▸ **Required actions**:
1. According to the blog post, how many volunteers is Project Serve expected to have this year?
2. From the blog post, set down the passage from "The most surprising" to "will be cool." word for word.

▸ **Excerpt provided**:
◆ ◆ ◆ ◆ ◆

Tuesday, February 25, 2003

LoL#25:I can't believe it's not bitter!

Okay so that's my own little pun implying that some of my more recent ramblings have strayed from my original intent of a positive and positively humorous random outlook on this thing called life.

So in case you all were terribly sad at not hearing from me last week, I got a little swamped with work and church stuff. Both of which are going quite well right now. Student Community (aka the student ministries at Community Christian Church) is getting ready for this thing called Project Serve - which is a massive day of service projects in May that's a fundraiser for the ministries - and it looks like this year is going to be about ten times larger than last (going from 15 volunteers to 150!)

The most surprising thing about it all, though, is that yours truly is somehow in charge of it. Well, technically, I'm second-in-command but I'm overseeing a large chunk of the administrative and communication aspects of it. As of now I pretty much have no clue what I'm doing (and I half wonder why I end up being trusted with leadership roles in the first place...heh heh...) but the people working with me are super encouraging and have worked on this project for the past 2 years. I'm excited. I think it will be cool.

I have to pause for a second here to give an apology/shoutout to Heidi E (aka Hiiii-deeeeeeee....j/k!) because in my ranting about V-Day I forgot to mention that Feb 14 is her birthday!!! Happy B-Day on V-Day!!!!!!!!!!!!! And while I'm on the subject of birthdays, happy birthday this Thusday to the super spiffy Tony "Ant-nee" G (who reminded us on Friday why we originally coined the phrase "Tony Time" ...hee hee j/k)

◆ ◆ ◆ ◆ ◆

▸ **Dataset section**:
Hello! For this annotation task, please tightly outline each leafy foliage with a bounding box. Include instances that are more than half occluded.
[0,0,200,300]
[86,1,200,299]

◆ ◆ ◆ ◆ ◆

▸ **Results**:
1. 150 volunteers, up from 15 the previous year.

2.
The most surprising thing about it all, though, is that yours truly is somehow in charge of it. Well, technically, I'm second-in-command but I'm overseeing a large chunk of the administrative and communication aspects of it. As of now I pretty much have no clue what I'm doing (and I half wonder why I end up being trusted with leadership roles in the first place...heh heh...) but the people working with me are super encouraging and have worked on this project for the past 2 years. I'm excited. I think it will be cool.